## YOUR GOAL
Since pictures are not wanted, repeat only the text of the records, word for word.

═════ RECORDS FOR THIS EXERCISE ═════

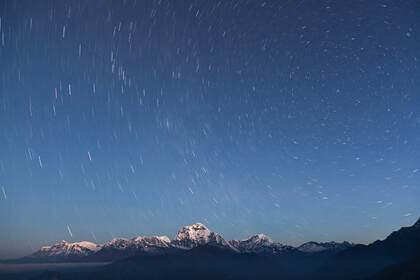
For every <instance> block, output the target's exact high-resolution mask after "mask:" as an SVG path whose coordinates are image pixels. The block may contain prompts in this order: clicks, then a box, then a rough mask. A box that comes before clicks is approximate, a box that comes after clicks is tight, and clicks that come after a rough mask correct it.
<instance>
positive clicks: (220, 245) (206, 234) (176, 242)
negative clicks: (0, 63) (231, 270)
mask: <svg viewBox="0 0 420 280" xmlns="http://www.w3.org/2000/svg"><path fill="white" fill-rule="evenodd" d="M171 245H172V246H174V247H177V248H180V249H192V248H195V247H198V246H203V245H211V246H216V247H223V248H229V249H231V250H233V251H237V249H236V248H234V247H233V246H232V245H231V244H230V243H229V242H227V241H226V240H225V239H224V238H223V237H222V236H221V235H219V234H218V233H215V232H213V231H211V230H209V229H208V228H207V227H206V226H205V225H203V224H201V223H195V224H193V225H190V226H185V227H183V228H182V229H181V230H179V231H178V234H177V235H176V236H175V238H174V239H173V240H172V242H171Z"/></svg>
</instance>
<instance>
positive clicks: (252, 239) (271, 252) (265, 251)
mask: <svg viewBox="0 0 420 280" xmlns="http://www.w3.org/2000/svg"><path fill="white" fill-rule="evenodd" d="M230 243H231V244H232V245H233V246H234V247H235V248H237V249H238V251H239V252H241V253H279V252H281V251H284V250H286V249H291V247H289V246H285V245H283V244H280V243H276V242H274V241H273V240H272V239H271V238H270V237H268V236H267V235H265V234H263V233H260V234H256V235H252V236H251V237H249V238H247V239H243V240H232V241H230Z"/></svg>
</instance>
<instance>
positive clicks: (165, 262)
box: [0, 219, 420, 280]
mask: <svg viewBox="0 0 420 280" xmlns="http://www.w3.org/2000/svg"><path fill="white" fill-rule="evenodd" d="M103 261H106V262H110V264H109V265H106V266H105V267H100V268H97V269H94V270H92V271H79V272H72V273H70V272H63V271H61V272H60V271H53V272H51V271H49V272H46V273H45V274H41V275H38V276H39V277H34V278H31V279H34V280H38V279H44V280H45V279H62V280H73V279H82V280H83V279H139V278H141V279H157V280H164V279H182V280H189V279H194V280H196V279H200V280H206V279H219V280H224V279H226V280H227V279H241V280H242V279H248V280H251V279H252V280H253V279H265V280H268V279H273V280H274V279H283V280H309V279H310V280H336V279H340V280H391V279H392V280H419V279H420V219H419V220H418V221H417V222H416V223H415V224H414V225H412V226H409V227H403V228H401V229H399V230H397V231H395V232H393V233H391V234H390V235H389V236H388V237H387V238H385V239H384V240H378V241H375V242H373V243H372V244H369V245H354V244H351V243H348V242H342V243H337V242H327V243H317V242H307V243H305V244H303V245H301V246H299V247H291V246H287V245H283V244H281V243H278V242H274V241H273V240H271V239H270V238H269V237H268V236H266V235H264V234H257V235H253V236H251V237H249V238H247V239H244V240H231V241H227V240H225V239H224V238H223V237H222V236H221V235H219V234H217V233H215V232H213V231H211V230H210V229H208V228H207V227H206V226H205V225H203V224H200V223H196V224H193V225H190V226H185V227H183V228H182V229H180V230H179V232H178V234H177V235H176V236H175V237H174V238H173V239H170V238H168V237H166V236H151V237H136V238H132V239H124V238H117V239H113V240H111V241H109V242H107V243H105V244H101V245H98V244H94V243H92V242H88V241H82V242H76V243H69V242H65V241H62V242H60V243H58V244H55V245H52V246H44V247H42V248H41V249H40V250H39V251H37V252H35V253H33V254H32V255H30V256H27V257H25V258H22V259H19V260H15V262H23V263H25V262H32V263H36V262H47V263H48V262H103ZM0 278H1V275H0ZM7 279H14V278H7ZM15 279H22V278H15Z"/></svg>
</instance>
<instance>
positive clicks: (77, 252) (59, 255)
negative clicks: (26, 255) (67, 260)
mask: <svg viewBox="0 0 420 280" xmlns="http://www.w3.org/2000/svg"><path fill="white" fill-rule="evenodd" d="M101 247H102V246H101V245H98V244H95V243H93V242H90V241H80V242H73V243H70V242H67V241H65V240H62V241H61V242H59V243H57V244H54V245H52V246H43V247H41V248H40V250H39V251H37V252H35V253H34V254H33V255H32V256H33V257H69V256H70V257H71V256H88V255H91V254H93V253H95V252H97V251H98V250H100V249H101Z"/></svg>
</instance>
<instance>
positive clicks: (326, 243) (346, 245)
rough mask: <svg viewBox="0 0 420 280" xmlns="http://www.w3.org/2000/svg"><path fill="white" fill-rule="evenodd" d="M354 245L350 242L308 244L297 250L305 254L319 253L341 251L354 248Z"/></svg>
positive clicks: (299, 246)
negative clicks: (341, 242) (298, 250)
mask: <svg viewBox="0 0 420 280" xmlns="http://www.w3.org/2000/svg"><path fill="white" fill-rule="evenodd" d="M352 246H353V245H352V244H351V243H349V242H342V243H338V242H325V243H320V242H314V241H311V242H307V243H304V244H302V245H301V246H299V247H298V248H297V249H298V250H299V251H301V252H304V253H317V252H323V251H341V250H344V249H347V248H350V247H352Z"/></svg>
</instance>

═════

## TASK SOLUTION
For every <instance> block, output the target's exact high-resolution mask after "mask:" as an SVG path whose coordinates are image pixels. The block may contain prompts in this order: clicks, then a box, then a rough mask. A box that comes before clicks is approximate, a box that comes after clicks is tight, and clicks that come after a rough mask correct it.
<instance>
positive clicks: (220, 245) (206, 234) (176, 242)
negative clicks: (0, 63) (231, 270)
mask: <svg viewBox="0 0 420 280" xmlns="http://www.w3.org/2000/svg"><path fill="white" fill-rule="evenodd" d="M171 245H172V246H174V247H177V248H180V249H192V248H195V247H198V246H203V245H211V246H216V247H223V248H229V249H231V250H233V251H237V249H236V248H234V247H233V246H232V245H231V244H230V243H229V242H227V241H226V240H225V239H224V238H223V237H222V236H221V235H219V234H218V233H215V232H213V231H211V230H209V229H208V228H207V227H206V226H205V225H203V224H201V223H195V224H193V225H190V226H185V227H183V228H182V229H181V230H179V231H178V234H177V235H176V236H175V238H174V239H173V240H172V242H171Z"/></svg>
</instance>
<instance>
positive clicks: (252, 239) (271, 252) (265, 251)
mask: <svg viewBox="0 0 420 280" xmlns="http://www.w3.org/2000/svg"><path fill="white" fill-rule="evenodd" d="M230 243H231V244H232V245H233V246H234V247H235V248H237V249H238V251H239V252H241V253H279V252H281V251H284V250H286V249H291V247H289V246H285V245H283V244H280V243H276V242H274V241H273V240H272V239H271V238H270V237H268V236H267V235H265V234H263V233H260V234H256V235H252V236H251V237H249V238H247V239H243V240H232V241H230Z"/></svg>
</instance>
<instance>
positive clicks: (165, 262)
box: [0, 219, 420, 280]
mask: <svg viewBox="0 0 420 280" xmlns="http://www.w3.org/2000/svg"><path fill="white" fill-rule="evenodd" d="M103 261H106V262H110V264H109V265H106V266H105V267H100V268H97V269H94V270H92V271H79V272H72V273H70V272H63V271H61V272H60V271H53V272H51V271H49V272H46V273H45V274H41V275H38V276H39V277H34V278H31V279H34V280H38V279H44V280H45V279H62V280H73V279H82V280H83V279H139V278H141V279H157V280H164V279H182V280H189V279H194V280H196V279H200V280H206V279H219V280H224V279H226V280H227V279H241V280H242V279H248V280H251V279H252V280H253V279H265V280H268V279H273V280H274V279H283V280H309V279H310V280H336V279H340V280H391V279H392V280H419V279H420V219H419V220H418V221H417V222H416V223H415V224H414V225H412V226H409V227H403V228H401V229H399V230H397V231H395V232H393V233H391V234H390V235H389V236H388V237H387V238H385V239H384V240H378V241H375V242H373V243H372V244H369V245H354V244H351V243H348V242H342V243H337V242H327V243H317V242H307V243H305V244H303V245H301V246H299V247H291V246H287V245H283V244H281V243H278V242H274V241H273V240H271V239H270V238H269V237H268V236H266V235H264V234H257V235H253V236H251V237H249V238H247V239H244V240H231V241H227V240H225V239H224V238H223V237H222V236H221V235H219V234H217V233H215V232H213V231H211V230H210V229H208V228H207V227H206V226H205V225H203V224H200V223H196V224H193V225H190V226H185V227H183V228H182V229H180V230H179V232H178V234H177V235H176V236H175V237H174V238H173V239H170V238H168V237H166V236H151V237H136V238H132V239H124V238H117V239H113V240H111V241H109V242H107V243H105V244H101V245H98V244H94V243H92V242H88V241H82V242H76V243H69V242H65V241H62V242H60V243H58V244H55V245H52V246H44V247H42V248H41V249H40V250H39V251H37V252H35V253H33V254H32V255H30V256H27V257H25V258H22V259H19V260H15V262H23V263H25V262H32V263H36V262H47V263H48V262H103ZM0 278H1V275H0ZM7 279H14V278H7ZM15 279H22V278H15Z"/></svg>
</instance>
<instance>
positive clicks: (77, 252) (59, 255)
negative clicks: (26, 255) (67, 260)
mask: <svg viewBox="0 0 420 280" xmlns="http://www.w3.org/2000/svg"><path fill="white" fill-rule="evenodd" d="M101 247H102V246H101V245H98V244H95V243H93V242H90V241H80V242H73V243H70V242H67V241H65V240H62V241H61V242H59V243H57V244H54V245H52V246H43V247H41V248H40V250H39V251H37V252H35V253H34V254H33V255H32V256H33V257H69V256H70V257H71V256H88V255H91V254H93V253H95V252H97V251H98V250H100V249H101Z"/></svg>
</instance>
<instance>
positive clicks: (326, 243) (346, 245)
rough mask: <svg viewBox="0 0 420 280" xmlns="http://www.w3.org/2000/svg"><path fill="white" fill-rule="evenodd" d="M354 245L350 242L308 244L297 250L305 254L319 253L341 251L354 248Z"/></svg>
positive clicks: (299, 246)
negative clicks: (341, 242) (298, 250)
mask: <svg viewBox="0 0 420 280" xmlns="http://www.w3.org/2000/svg"><path fill="white" fill-rule="evenodd" d="M352 246H353V245H352V244H351V243H349V242H342V243H338V242H325V243H320V242H314V241H311V242H307V243H304V244H302V245H301V246H299V247H298V248H297V249H298V250H299V251H301V252H304V253H317V252H323V251H341V250H344V249H347V248H350V247H352Z"/></svg>
</instance>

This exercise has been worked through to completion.